__TESTO CITATO__.
•••••

Stavolta è proprio il caso di dirlo, non ci sono scuse: ve l’avevo detto.
Volizione, demo uscito un po’ in sordina nel 2008, dimostrava già una direzione e un modo di intendere il grindcore decisamente interessante, seppure ancora acerbo. Cantato in italiano, forti influssi black metal e una particolare attenzione sul fronte dei testi ne avevano fatto un prodotto di tutto rispetto, facendo intuire una bella dose di potenzialità ancora da esprimere e sviluppare a pieno. E effettivamente, con il tempo la crescita c’è stata, ed è stata selvaggia.

E.DIN è un calderone che riprende tutto quanto fatto di buono in Volizione e lo amplifica, lo arricchisce ulteriormente di dettagli e sfaccettature e lo rende completo. Rimangono le forti influenze black metal, rimane la base di powerviolence e grindcore tradizionale e rimane l’attenzione per la parte concettuale, sempre curata da tutti e tre i membri: Dario (chitarra e voce), Puja (basso) e Magris (batteria). Quello che cambia è la sensazione complessiva data dall’ascolto del disco: E.DIN è chiaramente un album maturo, si scrolla di dosso l’aria da demo scritto e registrato in fretta e si propone come prodotto studiato e ragionato fino in fondo.

L’attacco è diretto e costante: si salta da tracce chiaramente debitrici verso la follia e l’ultravelocità di gruppi come i grandi Yacøpsæ, ad esempio nell’introduttiva Sangue del mio sangue o in Vomitsoapbubbles, fino a momenti più articolati e meno diretti, seppure costantemente aggressivi, come in So I’m Cook o Coscienza, con le loro parti cadenzate e le strutture più complesse. Ogni traccia ha una peculiarità che la rende facilmente riconoscibile rispetto alle altre dopo pochi ascolti, grazie anche ai testi, spesso comprensibili, o al limite intuibili, tra le urla sguaiate e isteriche di Dario. Urla continue che sono la norma in tutto il disco, solo in alcune parti accompagnate da un growl più tradizionale eseguito da Puja.

•••••

__ELENCO FORNITO__.
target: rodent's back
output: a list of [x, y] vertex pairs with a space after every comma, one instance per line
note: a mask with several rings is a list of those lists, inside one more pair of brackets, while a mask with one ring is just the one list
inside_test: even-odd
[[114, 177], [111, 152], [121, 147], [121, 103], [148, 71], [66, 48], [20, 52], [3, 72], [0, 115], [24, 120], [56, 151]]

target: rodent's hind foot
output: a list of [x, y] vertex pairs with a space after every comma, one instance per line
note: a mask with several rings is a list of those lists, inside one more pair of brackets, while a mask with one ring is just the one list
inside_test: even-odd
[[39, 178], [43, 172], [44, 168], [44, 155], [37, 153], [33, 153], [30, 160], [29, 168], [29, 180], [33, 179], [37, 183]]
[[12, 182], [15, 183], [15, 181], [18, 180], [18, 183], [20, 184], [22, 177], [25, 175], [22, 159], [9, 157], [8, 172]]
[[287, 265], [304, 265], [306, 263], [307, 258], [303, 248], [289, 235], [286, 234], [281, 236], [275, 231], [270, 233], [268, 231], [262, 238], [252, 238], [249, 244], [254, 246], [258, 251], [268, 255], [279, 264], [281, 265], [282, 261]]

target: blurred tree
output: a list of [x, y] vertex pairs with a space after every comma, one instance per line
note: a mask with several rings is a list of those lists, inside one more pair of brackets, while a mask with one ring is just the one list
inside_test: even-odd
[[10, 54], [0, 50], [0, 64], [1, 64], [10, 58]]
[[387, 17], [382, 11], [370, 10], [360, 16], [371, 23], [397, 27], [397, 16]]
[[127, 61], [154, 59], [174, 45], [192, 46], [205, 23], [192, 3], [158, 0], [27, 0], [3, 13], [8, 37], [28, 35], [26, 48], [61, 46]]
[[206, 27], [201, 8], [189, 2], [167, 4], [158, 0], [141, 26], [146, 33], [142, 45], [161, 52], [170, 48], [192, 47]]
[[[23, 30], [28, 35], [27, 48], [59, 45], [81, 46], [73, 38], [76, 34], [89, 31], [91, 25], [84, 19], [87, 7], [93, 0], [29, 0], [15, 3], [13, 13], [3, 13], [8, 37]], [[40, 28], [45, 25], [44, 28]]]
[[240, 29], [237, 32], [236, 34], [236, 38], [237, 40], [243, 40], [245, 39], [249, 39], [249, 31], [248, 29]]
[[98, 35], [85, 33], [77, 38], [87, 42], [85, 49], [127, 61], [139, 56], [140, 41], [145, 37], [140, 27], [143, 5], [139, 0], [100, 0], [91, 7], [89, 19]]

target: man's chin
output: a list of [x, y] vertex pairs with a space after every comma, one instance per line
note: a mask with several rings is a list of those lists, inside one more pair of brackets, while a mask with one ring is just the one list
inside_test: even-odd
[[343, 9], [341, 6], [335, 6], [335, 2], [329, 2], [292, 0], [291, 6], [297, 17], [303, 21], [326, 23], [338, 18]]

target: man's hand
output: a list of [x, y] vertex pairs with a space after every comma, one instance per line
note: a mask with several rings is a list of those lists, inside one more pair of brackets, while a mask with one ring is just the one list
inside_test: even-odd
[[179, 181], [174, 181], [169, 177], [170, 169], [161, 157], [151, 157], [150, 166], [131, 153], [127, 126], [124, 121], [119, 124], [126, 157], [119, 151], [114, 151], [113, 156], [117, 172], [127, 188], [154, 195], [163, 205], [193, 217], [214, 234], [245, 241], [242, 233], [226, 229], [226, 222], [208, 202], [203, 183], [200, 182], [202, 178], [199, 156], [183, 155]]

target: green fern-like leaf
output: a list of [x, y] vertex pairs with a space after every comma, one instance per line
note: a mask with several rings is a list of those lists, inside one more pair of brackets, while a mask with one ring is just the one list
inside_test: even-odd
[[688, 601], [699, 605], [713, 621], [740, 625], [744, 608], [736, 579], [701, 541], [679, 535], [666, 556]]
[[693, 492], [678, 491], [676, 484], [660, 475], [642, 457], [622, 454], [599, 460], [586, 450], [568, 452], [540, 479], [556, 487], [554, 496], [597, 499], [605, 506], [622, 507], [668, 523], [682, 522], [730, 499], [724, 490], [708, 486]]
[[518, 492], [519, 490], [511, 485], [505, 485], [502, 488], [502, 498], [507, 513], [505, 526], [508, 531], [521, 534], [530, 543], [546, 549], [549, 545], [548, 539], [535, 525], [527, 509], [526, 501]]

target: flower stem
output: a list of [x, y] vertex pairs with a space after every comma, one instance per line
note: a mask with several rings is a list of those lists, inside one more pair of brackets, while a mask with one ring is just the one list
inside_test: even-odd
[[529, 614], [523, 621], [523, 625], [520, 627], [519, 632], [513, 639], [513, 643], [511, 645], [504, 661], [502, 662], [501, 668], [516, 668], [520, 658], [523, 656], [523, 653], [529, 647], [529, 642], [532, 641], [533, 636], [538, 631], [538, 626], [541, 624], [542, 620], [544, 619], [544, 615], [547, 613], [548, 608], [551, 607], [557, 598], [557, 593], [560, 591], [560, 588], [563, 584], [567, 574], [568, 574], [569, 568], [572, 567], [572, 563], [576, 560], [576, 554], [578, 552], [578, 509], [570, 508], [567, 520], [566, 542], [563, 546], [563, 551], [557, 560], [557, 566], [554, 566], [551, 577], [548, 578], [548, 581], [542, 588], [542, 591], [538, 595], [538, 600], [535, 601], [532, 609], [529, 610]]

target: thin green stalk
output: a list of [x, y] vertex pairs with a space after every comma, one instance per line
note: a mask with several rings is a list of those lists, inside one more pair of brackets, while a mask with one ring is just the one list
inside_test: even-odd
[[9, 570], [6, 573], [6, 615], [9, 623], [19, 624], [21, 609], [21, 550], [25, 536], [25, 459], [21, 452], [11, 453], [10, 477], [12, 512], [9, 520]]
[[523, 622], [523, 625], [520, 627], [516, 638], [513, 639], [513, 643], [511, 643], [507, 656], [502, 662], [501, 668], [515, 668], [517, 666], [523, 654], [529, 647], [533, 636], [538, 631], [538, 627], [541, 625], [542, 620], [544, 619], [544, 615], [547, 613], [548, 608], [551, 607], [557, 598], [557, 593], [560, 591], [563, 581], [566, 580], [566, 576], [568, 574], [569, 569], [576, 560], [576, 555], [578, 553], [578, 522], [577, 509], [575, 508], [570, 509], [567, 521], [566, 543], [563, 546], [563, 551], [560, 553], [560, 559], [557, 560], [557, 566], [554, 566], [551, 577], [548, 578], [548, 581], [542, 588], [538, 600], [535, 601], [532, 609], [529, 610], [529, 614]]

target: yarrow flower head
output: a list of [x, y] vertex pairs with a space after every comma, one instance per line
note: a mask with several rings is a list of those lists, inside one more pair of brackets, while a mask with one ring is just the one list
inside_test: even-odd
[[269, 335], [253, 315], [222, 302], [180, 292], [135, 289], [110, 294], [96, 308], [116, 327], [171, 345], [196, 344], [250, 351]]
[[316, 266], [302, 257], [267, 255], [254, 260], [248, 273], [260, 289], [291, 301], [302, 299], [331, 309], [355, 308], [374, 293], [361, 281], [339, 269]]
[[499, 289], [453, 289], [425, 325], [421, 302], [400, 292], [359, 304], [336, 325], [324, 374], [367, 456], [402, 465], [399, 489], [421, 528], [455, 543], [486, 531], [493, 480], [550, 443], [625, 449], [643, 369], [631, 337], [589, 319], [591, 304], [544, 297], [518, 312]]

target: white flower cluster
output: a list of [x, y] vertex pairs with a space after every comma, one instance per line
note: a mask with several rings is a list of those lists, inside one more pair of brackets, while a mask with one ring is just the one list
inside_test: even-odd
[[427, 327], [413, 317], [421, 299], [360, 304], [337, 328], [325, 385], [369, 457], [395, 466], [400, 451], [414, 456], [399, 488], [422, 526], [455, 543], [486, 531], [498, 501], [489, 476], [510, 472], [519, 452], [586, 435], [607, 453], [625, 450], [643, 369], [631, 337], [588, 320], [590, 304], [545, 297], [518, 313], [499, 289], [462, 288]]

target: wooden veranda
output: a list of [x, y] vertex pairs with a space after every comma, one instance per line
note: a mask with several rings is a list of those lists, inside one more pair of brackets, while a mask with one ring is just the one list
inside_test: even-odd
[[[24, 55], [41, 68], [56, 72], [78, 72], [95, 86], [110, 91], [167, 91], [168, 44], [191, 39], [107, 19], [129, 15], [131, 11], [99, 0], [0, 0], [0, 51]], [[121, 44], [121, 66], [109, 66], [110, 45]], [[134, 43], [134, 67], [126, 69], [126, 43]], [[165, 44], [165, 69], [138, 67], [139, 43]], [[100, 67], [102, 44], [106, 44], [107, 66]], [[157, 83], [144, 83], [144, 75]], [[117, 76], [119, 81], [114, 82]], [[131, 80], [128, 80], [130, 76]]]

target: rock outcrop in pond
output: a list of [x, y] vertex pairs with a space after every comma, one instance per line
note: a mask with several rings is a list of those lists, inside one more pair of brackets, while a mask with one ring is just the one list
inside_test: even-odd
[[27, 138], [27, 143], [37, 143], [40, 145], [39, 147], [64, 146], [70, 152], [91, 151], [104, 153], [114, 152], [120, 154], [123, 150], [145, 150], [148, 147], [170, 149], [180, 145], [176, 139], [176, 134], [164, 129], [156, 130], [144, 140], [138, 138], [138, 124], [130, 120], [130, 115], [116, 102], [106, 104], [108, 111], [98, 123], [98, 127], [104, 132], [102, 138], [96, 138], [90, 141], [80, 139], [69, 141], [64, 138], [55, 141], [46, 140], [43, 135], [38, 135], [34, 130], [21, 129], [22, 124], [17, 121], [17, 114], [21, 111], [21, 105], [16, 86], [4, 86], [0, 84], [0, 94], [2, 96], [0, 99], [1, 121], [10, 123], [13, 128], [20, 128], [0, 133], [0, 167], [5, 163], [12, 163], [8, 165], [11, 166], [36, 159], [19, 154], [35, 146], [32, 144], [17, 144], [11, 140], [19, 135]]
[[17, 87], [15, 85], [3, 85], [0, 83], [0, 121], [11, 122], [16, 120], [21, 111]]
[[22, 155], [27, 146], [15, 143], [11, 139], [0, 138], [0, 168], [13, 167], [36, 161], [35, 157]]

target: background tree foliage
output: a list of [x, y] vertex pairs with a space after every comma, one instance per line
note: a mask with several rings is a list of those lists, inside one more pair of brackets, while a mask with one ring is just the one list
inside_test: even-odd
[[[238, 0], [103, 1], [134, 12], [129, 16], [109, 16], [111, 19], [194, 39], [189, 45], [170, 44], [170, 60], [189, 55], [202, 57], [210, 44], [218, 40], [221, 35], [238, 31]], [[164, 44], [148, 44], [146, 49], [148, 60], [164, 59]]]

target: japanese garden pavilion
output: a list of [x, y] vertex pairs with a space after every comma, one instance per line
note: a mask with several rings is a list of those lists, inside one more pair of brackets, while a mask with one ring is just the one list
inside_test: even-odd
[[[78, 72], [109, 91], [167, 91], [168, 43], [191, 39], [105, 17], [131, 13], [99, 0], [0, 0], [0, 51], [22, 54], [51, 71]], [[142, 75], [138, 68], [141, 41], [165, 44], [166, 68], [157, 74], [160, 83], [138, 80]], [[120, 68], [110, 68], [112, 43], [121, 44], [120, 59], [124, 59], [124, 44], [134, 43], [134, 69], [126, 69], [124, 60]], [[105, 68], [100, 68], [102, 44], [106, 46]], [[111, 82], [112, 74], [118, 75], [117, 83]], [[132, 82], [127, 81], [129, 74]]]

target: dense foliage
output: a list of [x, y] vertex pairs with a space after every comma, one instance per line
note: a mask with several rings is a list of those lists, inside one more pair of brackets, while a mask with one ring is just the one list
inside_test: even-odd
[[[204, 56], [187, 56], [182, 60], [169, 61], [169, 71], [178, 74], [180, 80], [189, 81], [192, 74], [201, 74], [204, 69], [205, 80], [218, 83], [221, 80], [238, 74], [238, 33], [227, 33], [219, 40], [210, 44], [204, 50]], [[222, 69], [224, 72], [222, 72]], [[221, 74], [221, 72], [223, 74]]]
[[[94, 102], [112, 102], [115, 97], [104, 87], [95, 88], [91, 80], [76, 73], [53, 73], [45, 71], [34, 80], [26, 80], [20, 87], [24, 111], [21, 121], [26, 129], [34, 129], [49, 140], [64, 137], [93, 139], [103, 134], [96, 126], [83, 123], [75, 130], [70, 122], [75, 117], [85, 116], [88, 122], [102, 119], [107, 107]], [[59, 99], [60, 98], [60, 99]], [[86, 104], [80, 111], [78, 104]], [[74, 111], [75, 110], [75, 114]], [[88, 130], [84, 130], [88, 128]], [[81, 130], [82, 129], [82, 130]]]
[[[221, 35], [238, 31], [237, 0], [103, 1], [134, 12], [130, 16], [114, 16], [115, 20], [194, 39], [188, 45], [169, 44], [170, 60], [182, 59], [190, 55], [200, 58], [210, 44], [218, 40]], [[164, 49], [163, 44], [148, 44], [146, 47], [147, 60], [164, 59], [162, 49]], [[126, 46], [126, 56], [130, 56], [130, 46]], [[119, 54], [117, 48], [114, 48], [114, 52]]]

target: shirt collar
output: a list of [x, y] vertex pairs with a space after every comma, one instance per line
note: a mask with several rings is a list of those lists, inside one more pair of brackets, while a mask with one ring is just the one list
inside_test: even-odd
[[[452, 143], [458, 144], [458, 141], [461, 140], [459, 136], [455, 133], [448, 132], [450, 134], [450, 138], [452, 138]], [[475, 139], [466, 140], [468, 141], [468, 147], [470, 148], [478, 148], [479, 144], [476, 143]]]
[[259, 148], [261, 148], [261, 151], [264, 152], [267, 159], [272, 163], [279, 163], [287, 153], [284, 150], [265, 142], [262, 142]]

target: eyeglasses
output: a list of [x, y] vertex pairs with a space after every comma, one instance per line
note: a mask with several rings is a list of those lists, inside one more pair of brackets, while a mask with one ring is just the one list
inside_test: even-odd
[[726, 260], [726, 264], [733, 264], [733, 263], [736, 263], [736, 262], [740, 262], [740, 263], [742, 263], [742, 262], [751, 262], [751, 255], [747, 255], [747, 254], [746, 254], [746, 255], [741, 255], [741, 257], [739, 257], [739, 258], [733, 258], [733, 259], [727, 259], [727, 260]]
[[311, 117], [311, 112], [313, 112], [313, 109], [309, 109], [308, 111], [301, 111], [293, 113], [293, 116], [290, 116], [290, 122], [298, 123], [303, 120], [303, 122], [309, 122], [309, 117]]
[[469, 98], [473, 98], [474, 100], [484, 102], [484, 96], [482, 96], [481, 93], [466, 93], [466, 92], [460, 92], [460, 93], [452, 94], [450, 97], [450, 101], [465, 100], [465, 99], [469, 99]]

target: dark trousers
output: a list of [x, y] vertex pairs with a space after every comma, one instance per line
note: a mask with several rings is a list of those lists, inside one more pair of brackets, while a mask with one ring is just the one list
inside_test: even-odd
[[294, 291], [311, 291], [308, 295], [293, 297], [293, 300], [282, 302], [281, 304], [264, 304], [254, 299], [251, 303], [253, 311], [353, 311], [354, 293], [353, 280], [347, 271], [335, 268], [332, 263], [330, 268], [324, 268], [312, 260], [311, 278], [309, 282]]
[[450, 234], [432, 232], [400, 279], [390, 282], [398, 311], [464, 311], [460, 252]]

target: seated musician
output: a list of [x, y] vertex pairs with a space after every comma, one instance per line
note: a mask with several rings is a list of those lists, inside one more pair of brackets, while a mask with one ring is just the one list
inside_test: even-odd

•••••

__OBIETTIVO DICHIARATO__.
Secondo la recensione di E.DIN riportata sopra, in che anno è uscito il demo Volizione?

__RISULTATO DELL'ESERCIZIO__.
Il demo Volizione è uscito nel 2008.